*** RECORDS SUPPLIED

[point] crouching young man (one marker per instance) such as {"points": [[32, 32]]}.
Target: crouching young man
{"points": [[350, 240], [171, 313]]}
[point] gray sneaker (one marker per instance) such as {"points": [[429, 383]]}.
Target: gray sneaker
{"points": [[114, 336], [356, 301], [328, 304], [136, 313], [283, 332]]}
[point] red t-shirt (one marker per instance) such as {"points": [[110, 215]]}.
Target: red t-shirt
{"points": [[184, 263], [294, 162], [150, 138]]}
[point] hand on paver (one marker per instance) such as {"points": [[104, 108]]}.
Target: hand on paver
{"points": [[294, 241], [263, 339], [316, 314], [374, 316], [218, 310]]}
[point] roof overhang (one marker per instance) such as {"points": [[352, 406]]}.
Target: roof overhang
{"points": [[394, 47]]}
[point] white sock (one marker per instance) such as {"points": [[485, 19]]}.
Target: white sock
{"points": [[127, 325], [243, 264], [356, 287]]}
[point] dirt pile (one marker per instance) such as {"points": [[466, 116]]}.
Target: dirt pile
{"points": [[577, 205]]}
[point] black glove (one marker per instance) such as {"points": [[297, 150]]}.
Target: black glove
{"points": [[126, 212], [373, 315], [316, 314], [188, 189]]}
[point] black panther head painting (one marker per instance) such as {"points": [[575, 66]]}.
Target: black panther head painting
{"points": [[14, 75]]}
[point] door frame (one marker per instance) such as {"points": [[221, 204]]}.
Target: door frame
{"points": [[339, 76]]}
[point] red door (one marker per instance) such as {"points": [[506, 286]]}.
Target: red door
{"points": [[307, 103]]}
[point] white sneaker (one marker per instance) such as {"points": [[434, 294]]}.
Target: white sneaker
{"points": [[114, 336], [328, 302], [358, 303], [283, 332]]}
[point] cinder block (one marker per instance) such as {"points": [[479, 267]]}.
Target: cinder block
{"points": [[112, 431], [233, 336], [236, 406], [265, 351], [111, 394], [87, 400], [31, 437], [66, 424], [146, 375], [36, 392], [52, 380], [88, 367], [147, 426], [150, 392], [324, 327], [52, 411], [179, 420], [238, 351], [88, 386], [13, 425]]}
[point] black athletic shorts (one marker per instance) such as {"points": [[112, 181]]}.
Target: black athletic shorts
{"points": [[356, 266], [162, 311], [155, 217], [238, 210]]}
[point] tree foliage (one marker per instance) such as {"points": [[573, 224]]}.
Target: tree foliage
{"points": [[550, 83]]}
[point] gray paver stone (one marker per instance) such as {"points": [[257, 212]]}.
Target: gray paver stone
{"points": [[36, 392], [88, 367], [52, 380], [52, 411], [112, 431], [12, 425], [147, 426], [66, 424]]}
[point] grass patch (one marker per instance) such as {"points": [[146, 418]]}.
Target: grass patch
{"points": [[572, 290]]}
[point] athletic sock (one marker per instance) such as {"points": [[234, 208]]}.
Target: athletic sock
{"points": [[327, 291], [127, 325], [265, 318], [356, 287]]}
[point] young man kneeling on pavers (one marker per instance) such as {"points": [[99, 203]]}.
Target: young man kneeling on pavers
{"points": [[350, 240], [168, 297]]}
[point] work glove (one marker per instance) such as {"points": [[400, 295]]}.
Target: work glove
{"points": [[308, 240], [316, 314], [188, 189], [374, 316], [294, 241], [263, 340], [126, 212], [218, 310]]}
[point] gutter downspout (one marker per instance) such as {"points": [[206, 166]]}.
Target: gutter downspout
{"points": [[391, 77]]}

******

* _AIM_
Please reproduce all of the items above line for line, without changing a single character.

* _RESULT OF THIS EXERCISE_
[point] crouching young man (one marker per instance) such as {"points": [[32, 32]]}.
Target: crouching young man
{"points": [[350, 240], [171, 313]]}
[point] gray sneaker (one marker per instance) such as {"points": [[429, 383]]}.
Target: gray sneaker
{"points": [[114, 336], [356, 301], [328, 304], [136, 313], [283, 332]]}
[point] red t-shirt (one marker per instance) such as {"points": [[110, 215]]}.
Target: red t-shirt
{"points": [[184, 263], [294, 162], [150, 138]]}
[point] hand on paver (one marker per instance) such as {"points": [[104, 108]]}.
Target: hand on paver
{"points": [[294, 241], [263, 339], [316, 314], [374, 316], [218, 310]]}
[point] roof overhang (one marker per instance) such as {"points": [[352, 406]]}.
Target: roof overhang
{"points": [[394, 47]]}
[point] white sock (one marker per instance) such as {"points": [[485, 19]]}.
Target: white sock
{"points": [[127, 325], [243, 264], [356, 287]]}
[point] dirt pile (one marker per instance) such as {"points": [[466, 116]]}.
Target: dirt pile
{"points": [[577, 205]]}
[point] black glove (one marker per instance) such as {"points": [[297, 150]]}.
Target: black glove
{"points": [[126, 212], [373, 315], [316, 314], [188, 189]]}
[point] black panther head painting (one marker per instance) such as {"points": [[575, 66]]}.
Target: black panther head painting
{"points": [[14, 75]]}
[point] door frame (one marker per instance) such as {"points": [[221, 204]]}.
Target: door frame
{"points": [[339, 76]]}
[point] red door (one marker per instance) such as {"points": [[506, 286]]}.
Target: red door
{"points": [[307, 103]]}
[point] white sneaker (one marker per instance) such as {"points": [[434, 294]]}.
Target: white sneaker
{"points": [[114, 336], [328, 302], [358, 303], [283, 332]]}
[point] cinder block (one marker per instance) such as {"points": [[479, 267]]}.
Target: cinder block
{"points": [[112, 431], [233, 336], [236, 406], [265, 351], [111, 394], [87, 400], [31, 437], [66, 424], [146, 375], [36, 392], [52, 380], [88, 367], [147, 426], [150, 392], [324, 327], [52, 411], [179, 420], [238, 351], [88, 386], [13, 425]]}
[point] black athletic shorts (one marker per instance) such as {"points": [[112, 181]]}.
Target: black athletic shorts
{"points": [[356, 266], [162, 311], [155, 217], [238, 210]]}
[point] tree foliage (one marker per instance) such as {"points": [[573, 224]]}.
Target: tree foliage
{"points": [[550, 83]]}
[point] gray paver stone (one marker per instance) such as {"points": [[257, 212]]}.
Target: gray paver stone
{"points": [[36, 392], [88, 367], [52, 380], [52, 411], [112, 431], [12, 425], [147, 426], [66, 424]]}
[point] grass patch (one marker per instance) such as {"points": [[146, 418]]}.
Target: grass patch
{"points": [[572, 290]]}
[point] athletic sock (one marker per instance) such as {"points": [[234, 208]]}.
Target: athletic sock
{"points": [[327, 291], [127, 325], [265, 318], [356, 287]]}
[point] young man kneeling on pavers (one marker per instance) such as {"points": [[99, 203]]}.
Target: young man kneeling on pavers
{"points": [[350, 240], [168, 297]]}
[point] work glove (one marker per instance) such as {"points": [[400, 295]]}.
Target: work glove
{"points": [[308, 240], [316, 314], [188, 189], [374, 316], [294, 241], [263, 340], [126, 212], [218, 310]]}
[point] gutter downspout (one marker per instance) such as {"points": [[206, 166]]}.
Target: gutter downspout
{"points": [[391, 77]]}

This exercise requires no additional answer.